◆ **Предоставленный отрывок**
Когда вернулась к друзьям на Пушкинскую, где я жила все дни суда, позвонила Ирина Тарсанова — жена поэта Михаила Дудина. Звонок был неожиданный, мы уже давно не виделись. Она сказала, что у Миши было желудочное кровотечение, что он в больнице и просит меня навестить его.
Истоки моих литературных знакомств, а зачастую и многолетних дружеских отношений лежат в моем детстве и отрочестве. Я училась в одном классе с Всеволодом Багрицким, была своей девочкой в его семье. Близость с мамой Севы — Лидией Густавовной Багрицкой-Суок — распространилась и на ее сестер — Ольгу Густавовну Олешу-Суок и Серафиму Густавовну, мужем которой был Владимир Иванович Нарбут, погибший в 37-м году, потом Николай Иванович Харджиев, потом Виктор Борисович Шкловский. С подросткового возраста я знала многих, кто бывал в их домах. И мои тесные отношения с тремя сестрами Суок продолжались до конца их жизни. Жил Сева в доме № 2 по проезду Художественного театра, где тогда жили почти все советские писатели, а их дети учились в нашей школе. Был еще двор, главный воспитатель детей тех лет, и место, где завязывались дружбы «на всю оставшуюся жизнь». А у Севы и у меня была и общая судьба подростков — сирот 37-го года. Впрочем, это была судьба большинства ребят и Севиного, и моего дома. Потом пришла первая любовь, трагически оборванная войной.

◆ **Поставленная задача**
Процитируйте без изменений фрагмент предоставленного отрывка от слов «Когда вернулась к» до слов «меня навестить его.».

◆ **Раздел данных**

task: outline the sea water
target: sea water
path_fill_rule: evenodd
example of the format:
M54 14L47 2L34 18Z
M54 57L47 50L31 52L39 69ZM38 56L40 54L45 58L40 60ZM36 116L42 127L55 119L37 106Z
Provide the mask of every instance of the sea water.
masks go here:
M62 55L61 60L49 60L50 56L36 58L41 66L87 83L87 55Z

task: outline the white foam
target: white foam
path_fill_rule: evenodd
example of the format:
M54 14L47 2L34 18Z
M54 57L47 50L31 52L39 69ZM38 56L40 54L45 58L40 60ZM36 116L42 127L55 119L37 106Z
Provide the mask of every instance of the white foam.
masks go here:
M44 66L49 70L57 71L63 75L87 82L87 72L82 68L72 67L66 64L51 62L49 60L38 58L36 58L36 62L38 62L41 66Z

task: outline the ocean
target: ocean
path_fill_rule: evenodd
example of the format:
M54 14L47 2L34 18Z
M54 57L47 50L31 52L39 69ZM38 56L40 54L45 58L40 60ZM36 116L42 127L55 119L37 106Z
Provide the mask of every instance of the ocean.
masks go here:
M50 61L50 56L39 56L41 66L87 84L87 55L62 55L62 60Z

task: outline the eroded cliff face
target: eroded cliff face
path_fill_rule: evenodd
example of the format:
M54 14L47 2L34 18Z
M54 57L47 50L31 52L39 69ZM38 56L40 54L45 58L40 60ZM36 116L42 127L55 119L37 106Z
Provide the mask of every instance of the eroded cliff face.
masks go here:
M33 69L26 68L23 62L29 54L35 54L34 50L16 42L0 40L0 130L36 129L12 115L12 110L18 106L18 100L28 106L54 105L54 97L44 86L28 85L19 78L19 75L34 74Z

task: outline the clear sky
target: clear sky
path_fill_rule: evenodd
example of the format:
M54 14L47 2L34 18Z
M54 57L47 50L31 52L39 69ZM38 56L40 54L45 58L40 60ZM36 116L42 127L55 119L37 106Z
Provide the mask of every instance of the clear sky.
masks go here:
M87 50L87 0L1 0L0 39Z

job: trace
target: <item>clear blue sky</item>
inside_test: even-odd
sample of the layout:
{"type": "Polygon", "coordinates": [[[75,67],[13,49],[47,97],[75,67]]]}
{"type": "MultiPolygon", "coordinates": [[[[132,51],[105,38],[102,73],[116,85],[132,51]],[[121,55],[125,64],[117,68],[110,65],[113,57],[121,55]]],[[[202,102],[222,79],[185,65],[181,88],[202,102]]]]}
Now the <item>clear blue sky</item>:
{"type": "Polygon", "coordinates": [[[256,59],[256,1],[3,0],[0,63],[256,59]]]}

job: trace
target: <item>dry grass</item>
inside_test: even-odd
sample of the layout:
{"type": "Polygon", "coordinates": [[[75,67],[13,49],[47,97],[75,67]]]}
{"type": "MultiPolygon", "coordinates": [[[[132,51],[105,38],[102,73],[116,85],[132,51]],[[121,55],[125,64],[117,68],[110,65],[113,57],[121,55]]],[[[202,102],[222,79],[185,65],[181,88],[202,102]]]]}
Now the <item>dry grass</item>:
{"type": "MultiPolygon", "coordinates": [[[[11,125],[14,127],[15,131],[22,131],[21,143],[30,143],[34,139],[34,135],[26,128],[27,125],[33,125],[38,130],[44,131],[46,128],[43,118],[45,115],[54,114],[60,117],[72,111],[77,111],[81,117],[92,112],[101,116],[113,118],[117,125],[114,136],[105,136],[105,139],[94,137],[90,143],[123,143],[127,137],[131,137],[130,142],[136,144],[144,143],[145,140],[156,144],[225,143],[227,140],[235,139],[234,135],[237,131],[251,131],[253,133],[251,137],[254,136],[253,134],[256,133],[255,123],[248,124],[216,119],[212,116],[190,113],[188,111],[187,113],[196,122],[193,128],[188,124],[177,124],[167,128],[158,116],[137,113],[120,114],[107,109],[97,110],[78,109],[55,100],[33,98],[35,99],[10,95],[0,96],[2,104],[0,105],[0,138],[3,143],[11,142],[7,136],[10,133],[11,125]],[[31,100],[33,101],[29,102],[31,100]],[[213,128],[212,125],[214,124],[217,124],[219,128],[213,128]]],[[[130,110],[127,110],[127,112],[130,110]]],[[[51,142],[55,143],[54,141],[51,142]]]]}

◆ **Результат выполнения**
Когда вернулась к друзьям на Пушкинскую, где я жила все дни суда, позвонила Ирина Тарсанова — жена поэта Михаила Дудина. Звонок был неожиданный, мы уже давно не виделись. Она сказала, что у Миши было желудочное кровотечение, что он в больнице и просит меня навестить его.